- **Records to process**

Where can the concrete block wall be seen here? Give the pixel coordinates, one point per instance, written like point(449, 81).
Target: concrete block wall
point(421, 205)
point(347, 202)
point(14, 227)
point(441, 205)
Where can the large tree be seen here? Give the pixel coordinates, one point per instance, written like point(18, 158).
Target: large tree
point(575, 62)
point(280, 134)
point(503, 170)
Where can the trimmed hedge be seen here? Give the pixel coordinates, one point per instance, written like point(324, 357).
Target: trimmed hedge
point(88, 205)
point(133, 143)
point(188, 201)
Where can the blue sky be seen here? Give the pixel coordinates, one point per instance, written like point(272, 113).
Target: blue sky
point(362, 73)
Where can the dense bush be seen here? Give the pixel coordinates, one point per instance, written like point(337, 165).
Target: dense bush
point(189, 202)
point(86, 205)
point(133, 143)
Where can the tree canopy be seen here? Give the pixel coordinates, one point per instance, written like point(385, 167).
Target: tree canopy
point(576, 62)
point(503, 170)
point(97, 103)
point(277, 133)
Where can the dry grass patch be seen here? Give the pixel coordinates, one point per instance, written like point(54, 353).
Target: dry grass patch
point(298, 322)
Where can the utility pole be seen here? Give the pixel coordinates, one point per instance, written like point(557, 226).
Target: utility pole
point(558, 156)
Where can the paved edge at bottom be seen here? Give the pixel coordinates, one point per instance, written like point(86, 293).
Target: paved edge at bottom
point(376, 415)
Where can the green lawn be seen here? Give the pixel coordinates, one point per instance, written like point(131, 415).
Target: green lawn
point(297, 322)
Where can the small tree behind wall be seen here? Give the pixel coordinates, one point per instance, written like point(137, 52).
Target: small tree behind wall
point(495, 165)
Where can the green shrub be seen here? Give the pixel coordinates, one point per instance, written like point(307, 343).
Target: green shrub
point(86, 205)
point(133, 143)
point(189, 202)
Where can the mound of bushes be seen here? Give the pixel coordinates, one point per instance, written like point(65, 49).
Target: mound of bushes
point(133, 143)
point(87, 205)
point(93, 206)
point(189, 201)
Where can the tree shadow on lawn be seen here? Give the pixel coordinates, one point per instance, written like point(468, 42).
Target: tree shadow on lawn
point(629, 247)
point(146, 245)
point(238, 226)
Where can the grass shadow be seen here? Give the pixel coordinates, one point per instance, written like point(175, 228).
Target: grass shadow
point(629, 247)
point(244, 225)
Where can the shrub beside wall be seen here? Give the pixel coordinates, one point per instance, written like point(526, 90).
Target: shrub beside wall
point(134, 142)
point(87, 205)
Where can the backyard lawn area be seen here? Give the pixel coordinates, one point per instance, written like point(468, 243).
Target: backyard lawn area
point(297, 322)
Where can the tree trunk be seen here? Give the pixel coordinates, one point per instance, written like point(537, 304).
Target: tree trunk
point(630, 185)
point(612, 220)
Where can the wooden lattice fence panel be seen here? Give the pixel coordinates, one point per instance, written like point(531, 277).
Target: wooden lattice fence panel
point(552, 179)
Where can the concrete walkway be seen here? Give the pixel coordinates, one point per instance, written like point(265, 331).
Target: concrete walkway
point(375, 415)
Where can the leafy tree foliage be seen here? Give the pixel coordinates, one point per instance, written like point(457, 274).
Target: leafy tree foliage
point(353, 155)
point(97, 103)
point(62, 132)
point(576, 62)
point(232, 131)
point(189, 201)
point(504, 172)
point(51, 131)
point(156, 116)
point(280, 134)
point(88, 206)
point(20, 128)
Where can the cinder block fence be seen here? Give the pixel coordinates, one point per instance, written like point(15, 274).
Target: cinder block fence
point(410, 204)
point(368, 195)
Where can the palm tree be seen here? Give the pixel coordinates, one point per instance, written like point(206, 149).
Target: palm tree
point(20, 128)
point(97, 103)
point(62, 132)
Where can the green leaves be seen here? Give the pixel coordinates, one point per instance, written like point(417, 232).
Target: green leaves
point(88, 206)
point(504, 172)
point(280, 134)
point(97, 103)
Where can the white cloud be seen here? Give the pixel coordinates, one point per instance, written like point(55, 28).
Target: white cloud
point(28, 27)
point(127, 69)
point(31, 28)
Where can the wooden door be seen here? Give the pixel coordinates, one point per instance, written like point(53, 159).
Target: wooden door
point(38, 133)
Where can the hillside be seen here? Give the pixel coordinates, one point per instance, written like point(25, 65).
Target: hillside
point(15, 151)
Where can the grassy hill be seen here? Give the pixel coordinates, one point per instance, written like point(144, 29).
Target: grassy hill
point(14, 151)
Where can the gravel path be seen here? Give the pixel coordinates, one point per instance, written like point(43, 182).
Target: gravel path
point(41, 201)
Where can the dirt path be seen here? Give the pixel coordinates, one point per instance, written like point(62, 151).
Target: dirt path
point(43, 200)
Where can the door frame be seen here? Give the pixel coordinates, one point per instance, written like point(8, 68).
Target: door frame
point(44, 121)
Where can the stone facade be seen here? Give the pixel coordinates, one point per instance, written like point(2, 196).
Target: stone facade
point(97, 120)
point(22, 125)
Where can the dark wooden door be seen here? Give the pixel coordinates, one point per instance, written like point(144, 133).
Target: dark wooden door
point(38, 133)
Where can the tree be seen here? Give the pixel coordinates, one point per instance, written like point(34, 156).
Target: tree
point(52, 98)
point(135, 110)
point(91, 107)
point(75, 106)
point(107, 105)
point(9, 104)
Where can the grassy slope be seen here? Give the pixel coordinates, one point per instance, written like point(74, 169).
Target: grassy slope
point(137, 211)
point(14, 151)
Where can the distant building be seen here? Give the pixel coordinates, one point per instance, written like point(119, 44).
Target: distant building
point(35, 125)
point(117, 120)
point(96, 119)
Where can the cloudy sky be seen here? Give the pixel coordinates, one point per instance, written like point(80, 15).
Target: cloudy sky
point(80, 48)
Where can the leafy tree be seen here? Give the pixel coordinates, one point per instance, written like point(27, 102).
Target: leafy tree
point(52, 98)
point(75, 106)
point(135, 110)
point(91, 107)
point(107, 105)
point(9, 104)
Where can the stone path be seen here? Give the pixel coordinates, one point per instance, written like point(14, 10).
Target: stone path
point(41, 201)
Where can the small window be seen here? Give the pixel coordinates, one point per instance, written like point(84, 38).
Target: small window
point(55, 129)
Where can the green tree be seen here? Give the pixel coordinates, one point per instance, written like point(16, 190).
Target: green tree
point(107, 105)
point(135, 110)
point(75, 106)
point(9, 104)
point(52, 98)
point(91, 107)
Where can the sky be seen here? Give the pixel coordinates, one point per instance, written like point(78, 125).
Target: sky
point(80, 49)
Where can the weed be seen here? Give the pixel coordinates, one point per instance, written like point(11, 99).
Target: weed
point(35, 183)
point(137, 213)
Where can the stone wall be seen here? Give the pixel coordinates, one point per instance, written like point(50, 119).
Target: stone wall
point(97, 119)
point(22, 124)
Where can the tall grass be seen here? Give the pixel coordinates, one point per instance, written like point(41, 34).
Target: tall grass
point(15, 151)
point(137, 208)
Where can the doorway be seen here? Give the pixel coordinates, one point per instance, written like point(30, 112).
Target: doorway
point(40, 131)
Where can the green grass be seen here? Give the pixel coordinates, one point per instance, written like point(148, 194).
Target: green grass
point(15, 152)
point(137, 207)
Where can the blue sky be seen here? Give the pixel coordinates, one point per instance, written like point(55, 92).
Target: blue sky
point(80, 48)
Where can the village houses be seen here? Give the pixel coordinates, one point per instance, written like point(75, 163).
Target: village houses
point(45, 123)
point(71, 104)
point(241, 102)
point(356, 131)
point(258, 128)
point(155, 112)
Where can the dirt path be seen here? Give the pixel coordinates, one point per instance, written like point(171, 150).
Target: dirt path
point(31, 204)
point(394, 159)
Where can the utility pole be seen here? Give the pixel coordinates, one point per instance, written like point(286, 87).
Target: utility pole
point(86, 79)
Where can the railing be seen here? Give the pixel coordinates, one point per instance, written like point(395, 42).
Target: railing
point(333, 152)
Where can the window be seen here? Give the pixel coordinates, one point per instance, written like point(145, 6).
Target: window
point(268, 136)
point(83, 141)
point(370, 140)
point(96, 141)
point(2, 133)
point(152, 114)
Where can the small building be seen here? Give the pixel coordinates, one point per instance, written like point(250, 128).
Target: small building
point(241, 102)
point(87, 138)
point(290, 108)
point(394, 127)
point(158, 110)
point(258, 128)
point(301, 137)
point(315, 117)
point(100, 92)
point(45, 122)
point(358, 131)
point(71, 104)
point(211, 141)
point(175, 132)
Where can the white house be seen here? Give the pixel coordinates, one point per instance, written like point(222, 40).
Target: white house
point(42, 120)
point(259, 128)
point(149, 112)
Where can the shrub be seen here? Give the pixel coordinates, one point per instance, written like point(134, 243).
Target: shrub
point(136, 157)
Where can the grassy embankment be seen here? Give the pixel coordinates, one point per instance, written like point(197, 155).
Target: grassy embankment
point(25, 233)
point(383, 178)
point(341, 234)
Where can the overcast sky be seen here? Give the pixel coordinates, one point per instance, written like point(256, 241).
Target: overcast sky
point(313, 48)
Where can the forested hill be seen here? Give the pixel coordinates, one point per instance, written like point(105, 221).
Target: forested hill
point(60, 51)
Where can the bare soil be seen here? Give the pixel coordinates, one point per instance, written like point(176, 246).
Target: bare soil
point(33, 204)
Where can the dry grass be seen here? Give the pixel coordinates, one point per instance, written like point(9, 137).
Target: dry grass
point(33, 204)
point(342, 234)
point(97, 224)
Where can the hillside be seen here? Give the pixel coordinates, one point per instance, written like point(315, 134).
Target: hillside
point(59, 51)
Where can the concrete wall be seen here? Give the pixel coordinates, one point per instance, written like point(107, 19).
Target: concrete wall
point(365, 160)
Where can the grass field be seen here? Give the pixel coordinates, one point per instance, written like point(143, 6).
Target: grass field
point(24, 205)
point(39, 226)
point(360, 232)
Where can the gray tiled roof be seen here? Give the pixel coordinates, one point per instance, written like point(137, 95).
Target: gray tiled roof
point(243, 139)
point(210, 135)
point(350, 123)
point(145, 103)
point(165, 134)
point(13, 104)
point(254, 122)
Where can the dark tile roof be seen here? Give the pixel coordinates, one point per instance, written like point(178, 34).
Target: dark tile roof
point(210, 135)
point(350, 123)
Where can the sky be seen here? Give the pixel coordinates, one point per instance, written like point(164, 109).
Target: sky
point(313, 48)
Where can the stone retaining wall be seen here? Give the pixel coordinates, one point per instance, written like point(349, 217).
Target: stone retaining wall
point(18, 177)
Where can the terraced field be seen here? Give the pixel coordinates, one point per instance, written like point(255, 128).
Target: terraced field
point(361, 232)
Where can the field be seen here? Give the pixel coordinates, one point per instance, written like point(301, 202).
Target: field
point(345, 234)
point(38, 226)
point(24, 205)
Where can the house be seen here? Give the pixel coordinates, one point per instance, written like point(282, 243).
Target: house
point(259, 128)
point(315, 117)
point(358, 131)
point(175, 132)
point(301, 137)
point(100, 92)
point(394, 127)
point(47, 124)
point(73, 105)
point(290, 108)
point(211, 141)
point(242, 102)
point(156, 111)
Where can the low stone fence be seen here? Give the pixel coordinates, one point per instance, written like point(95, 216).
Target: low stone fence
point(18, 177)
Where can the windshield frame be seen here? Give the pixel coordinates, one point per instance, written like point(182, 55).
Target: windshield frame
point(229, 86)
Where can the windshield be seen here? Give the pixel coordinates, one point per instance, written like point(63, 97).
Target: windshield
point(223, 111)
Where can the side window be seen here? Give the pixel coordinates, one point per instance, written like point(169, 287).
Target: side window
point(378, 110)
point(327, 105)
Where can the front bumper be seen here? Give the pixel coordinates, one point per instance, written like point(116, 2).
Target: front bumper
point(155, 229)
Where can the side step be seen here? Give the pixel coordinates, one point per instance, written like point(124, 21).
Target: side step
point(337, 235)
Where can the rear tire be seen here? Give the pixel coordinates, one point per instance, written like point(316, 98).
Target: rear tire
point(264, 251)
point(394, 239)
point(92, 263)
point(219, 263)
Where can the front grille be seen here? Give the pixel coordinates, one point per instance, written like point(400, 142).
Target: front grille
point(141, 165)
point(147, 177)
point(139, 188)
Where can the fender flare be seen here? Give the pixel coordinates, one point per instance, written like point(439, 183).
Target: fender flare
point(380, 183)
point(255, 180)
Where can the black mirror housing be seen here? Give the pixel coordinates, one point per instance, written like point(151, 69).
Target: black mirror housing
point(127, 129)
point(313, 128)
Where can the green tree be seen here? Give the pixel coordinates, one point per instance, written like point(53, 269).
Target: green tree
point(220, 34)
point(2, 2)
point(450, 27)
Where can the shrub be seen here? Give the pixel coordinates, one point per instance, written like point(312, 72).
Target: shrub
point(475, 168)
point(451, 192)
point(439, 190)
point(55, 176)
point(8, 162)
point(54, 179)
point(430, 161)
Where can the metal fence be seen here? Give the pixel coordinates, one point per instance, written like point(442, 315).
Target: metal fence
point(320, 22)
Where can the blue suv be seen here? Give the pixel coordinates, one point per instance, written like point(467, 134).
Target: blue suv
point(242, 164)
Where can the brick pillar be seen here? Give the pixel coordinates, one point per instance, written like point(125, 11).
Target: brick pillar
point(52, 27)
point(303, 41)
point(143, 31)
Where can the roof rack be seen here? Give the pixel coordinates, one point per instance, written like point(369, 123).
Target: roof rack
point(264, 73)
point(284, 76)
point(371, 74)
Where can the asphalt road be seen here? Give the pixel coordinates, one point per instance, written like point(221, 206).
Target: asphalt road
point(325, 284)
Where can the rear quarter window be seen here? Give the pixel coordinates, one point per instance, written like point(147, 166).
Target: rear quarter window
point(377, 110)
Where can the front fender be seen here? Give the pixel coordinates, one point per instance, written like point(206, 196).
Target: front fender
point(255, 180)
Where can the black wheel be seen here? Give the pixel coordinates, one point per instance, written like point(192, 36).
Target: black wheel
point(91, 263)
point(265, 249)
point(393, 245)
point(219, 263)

- **Task statement**
Reproduce the material from the line with "Where can the fender" up to and including the line with "point(450, 27)", substituting "side mirror" for "mirror housing" and leaving everything else unchanged.

- **Result of this exercise**
Where can the fender flare be seen here? Give the pixel coordinates, one point per instance, written like point(439, 183).
Target: fender flare
point(380, 183)
point(255, 180)
Where can the black side mirror be seen here? Give the pixel coordinates, one point per instance, written like point(151, 69).
Target: black side mirror
point(127, 129)
point(313, 128)
Where can the green tree be seen here? Give the pixel coordinates, one point per instance, written like point(53, 269).
Target: green tree
point(220, 34)
point(2, 2)
point(450, 27)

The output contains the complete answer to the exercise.